→ TO DO:
Find every line in the rows below that contains the word "microphone", and copy each one. Match the case exactly.

→ RECORD SET:
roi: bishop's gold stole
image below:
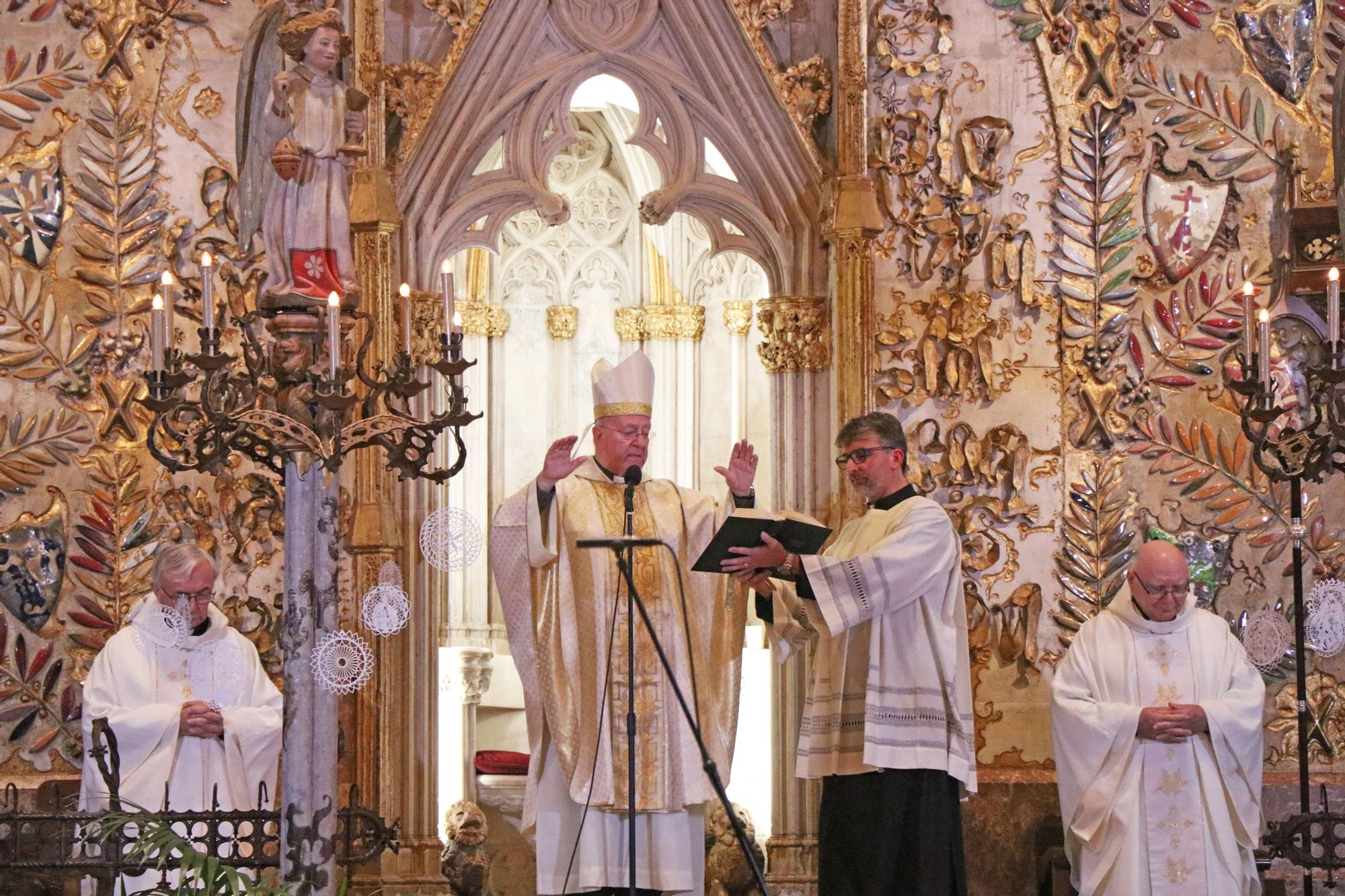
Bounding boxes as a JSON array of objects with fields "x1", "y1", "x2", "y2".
[{"x1": 1131, "y1": 631, "x2": 1208, "y2": 896}]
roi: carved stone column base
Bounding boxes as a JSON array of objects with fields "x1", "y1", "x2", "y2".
[{"x1": 765, "y1": 837, "x2": 818, "y2": 896}]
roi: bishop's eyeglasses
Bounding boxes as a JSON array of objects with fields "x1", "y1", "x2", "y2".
[{"x1": 837, "y1": 445, "x2": 897, "y2": 470}]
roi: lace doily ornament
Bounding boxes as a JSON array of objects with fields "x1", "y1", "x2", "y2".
[
  {"x1": 130, "y1": 602, "x2": 191, "y2": 650},
  {"x1": 1303, "y1": 579, "x2": 1345, "y2": 657},
  {"x1": 421, "y1": 507, "x2": 483, "y2": 572},
  {"x1": 359, "y1": 578, "x2": 412, "y2": 637},
  {"x1": 312, "y1": 631, "x2": 374, "y2": 694},
  {"x1": 1243, "y1": 610, "x2": 1294, "y2": 671}
]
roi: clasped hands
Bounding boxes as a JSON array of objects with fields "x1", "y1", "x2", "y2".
[
  {"x1": 1135, "y1": 704, "x2": 1209, "y2": 744},
  {"x1": 720, "y1": 533, "x2": 790, "y2": 595},
  {"x1": 178, "y1": 700, "x2": 225, "y2": 740}
]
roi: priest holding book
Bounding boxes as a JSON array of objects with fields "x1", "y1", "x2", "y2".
[
  {"x1": 722, "y1": 413, "x2": 976, "y2": 896},
  {"x1": 490, "y1": 351, "x2": 757, "y2": 896}
]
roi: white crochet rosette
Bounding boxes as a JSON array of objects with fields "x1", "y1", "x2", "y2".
[
  {"x1": 312, "y1": 631, "x2": 374, "y2": 694},
  {"x1": 359, "y1": 576, "x2": 412, "y2": 637},
  {"x1": 421, "y1": 507, "x2": 483, "y2": 572},
  {"x1": 1243, "y1": 610, "x2": 1294, "y2": 671},
  {"x1": 1303, "y1": 579, "x2": 1345, "y2": 657}
]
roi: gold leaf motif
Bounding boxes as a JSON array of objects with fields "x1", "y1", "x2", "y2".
[
  {"x1": 191, "y1": 87, "x2": 225, "y2": 118},
  {"x1": 0, "y1": 407, "x2": 93, "y2": 497},
  {"x1": 0, "y1": 253, "x2": 98, "y2": 395}
]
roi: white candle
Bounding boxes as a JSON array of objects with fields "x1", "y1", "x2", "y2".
[
  {"x1": 327, "y1": 292, "x2": 340, "y2": 379},
  {"x1": 159, "y1": 270, "x2": 174, "y2": 350},
  {"x1": 200, "y1": 251, "x2": 215, "y2": 336},
  {"x1": 397, "y1": 282, "x2": 412, "y2": 355},
  {"x1": 1243, "y1": 282, "x2": 1255, "y2": 363},
  {"x1": 149, "y1": 292, "x2": 164, "y2": 372},
  {"x1": 438, "y1": 258, "x2": 457, "y2": 343},
  {"x1": 1326, "y1": 268, "x2": 1341, "y2": 351},
  {"x1": 1258, "y1": 308, "x2": 1271, "y2": 391}
]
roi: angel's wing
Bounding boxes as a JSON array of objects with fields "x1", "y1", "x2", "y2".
[{"x1": 234, "y1": 0, "x2": 286, "y2": 253}]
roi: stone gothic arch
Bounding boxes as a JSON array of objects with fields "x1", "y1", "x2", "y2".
[{"x1": 398, "y1": 0, "x2": 826, "y2": 294}]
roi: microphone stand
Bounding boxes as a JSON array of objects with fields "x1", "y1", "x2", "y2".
[
  {"x1": 612, "y1": 482, "x2": 638, "y2": 896},
  {"x1": 612, "y1": 540, "x2": 771, "y2": 896}
]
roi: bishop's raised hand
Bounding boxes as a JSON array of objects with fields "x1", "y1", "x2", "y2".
[
  {"x1": 537, "y1": 436, "x2": 588, "y2": 491},
  {"x1": 714, "y1": 438, "x2": 757, "y2": 498}
]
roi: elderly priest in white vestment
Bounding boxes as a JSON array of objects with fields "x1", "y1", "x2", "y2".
[
  {"x1": 1050, "y1": 541, "x2": 1266, "y2": 896},
  {"x1": 490, "y1": 351, "x2": 757, "y2": 896},
  {"x1": 79, "y1": 544, "x2": 281, "y2": 892},
  {"x1": 724, "y1": 413, "x2": 976, "y2": 896}
]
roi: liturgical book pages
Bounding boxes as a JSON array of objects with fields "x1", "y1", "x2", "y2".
[{"x1": 691, "y1": 507, "x2": 831, "y2": 573}]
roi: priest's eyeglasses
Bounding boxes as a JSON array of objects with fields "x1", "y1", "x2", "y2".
[
  {"x1": 1135, "y1": 576, "x2": 1190, "y2": 598},
  {"x1": 593, "y1": 423, "x2": 662, "y2": 444},
  {"x1": 837, "y1": 445, "x2": 897, "y2": 470}
]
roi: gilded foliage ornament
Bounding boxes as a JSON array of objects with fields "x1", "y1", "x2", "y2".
[
  {"x1": 733, "y1": 0, "x2": 794, "y2": 31},
  {"x1": 873, "y1": 0, "x2": 952, "y2": 78},
  {"x1": 1122, "y1": 258, "x2": 1264, "y2": 393},
  {"x1": 908, "y1": 418, "x2": 1053, "y2": 662},
  {"x1": 1050, "y1": 455, "x2": 1137, "y2": 647},
  {"x1": 0, "y1": 251, "x2": 98, "y2": 395},
  {"x1": 878, "y1": 286, "x2": 1026, "y2": 405},
  {"x1": 73, "y1": 90, "x2": 168, "y2": 328},
  {"x1": 775, "y1": 55, "x2": 831, "y2": 132},
  {"x1": 0, "y1": 407, "x2": 93, "y2": 498},
  {"x1": 0, "y1": 42, "x2": 89, "y2": 130},
  {"x1": 1266, "y1": 669, "x2": 1345, "y2": 766},
  {"x1": 1130, "y1": 59, "x2": 1290, "y2": 183}
]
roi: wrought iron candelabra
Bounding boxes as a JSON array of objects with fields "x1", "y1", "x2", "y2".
[
  {"x1": 140, "y1": 294, "x2": 480, "y2": 482},
  {"x1": 1228, "y1": 321, "x2": 1345, "y2": 896}
]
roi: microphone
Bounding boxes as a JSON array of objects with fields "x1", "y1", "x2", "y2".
[
  {"x1": 621, "y1": 464, "x2": 644, "y2": 536},
  {"x1": 574, "y1": 536, "x2": 663, "y2": 549}
]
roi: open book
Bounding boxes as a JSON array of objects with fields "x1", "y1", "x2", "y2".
[{"x1": 691, "y1": 507, "x2": 831, "y2": 573}]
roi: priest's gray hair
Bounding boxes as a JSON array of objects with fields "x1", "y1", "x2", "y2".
[
  {"x1": 837, "y1": 410, "x2": 908, "y2": 473},
  {"x1": 149, "y1": 541, "x2": 215, "y2": 585}
]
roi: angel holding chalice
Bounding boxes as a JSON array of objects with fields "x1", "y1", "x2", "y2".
[{"x1": 239, "y1": 4, "x2": 367, "y2": 309}]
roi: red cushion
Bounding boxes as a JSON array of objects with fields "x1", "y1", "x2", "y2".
[{"x1": 475, "y1": 749, "x2": 527, "y2": 775}]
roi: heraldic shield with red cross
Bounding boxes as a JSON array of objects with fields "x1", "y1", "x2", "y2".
[
  {"x1": 1145, "y1": 169, "x2": 1228, "y2": 282},
  {"x1": 289, "y1": 249, "x2": 346, "y2": 301}
]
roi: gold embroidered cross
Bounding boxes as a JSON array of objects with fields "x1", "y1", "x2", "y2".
[
  {"x1": 1163, "y1": 856, "x2": 1194, "y2": 884},
  {"x1": 1145, "y1": 638, "x2": 1181, "y2": 676},
  {"x1": 1158, "y1": 768, "x2": 1186, "y2": 797},
  {"x1": 1157, "y1": 806, "x2": 1196, "y2": 849}
]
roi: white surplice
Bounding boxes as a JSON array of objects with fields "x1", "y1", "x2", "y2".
[
  {"x1": 1052, "y1": 588, "x2": 1266, "y2": 896},
  {"x1": 79, "y1": 598, "x2": 281, "y2": 892},
  {"x1": 769, "y1": 495, "x2": 976, "y2": 792}
]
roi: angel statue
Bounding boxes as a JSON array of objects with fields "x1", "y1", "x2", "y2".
[{"x1": 238, "y1": 0, "x2": 369, "y2": 311}]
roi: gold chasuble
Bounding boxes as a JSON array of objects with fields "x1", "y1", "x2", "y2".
[{"x1": 490, "y1": 459, "x2": 746, "y2": 829}]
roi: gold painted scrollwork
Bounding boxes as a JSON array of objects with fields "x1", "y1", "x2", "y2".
[
  {"x1": 546, "y1": 305, "x2": 580, "y2": 339},
  {"x1": 757, "y1": 296, "x2": 831, "y2": 372},
  {"x1": 615, "y1": 308, "x2": 644, "y2": 341},
  {"x1": 644, "y1": 304, "x2": 705, "y2": 341},
  {"x1": 775, "y1": 55, "x2": 831, "y2": 132},
  {"x1": 724, "y1": 300, "x2": 752, "y2": 336}
]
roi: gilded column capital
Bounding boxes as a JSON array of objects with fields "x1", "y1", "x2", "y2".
[
  {"x1": 460, "y1": 304, "x2": 508, "y2": 336},
  {"x1": 546, "y1": 305, "x2": 578, "y2": 339},
  {"x1": 613, "y1": 308, "x2": 646, "y2": 341},
  {"x1": 724, "y1": 300, "x2": 752, "y2": 336},
  {"x1": 757, "y1": 296, "x2": 831, "y2": 372},
  {"x1": 644, "y1": 305, "x2": 705, "y2": 341}
]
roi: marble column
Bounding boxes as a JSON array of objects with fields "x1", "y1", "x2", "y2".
[
  {"x1": 757, "y1": 296, "x2": 831, "y2": 896},
  {"x1": 280, "y1": 455, "x2": 340, "y2": 896},
  {"x1": 438, "y1": 647, "x2": 494, "y2": 818}
]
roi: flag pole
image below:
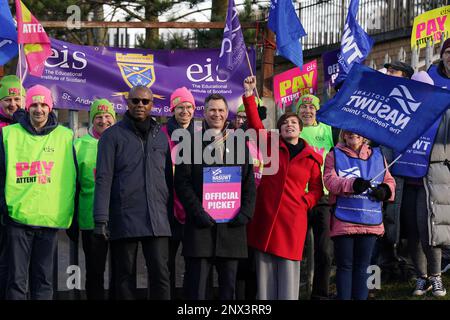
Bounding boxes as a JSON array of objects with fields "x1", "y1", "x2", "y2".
[
  {"x1": 245, "y1": 48, "x2": 261, "y2": 102},
  {"x1": 370, "y1": 153, "x2": 403, "y2": 182},
  {"x1": 19, "y1": 43, "x2": 23, "y2": 85}
]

→ EXPECTED ANSWER:
roi: microphone stand
roi: microphone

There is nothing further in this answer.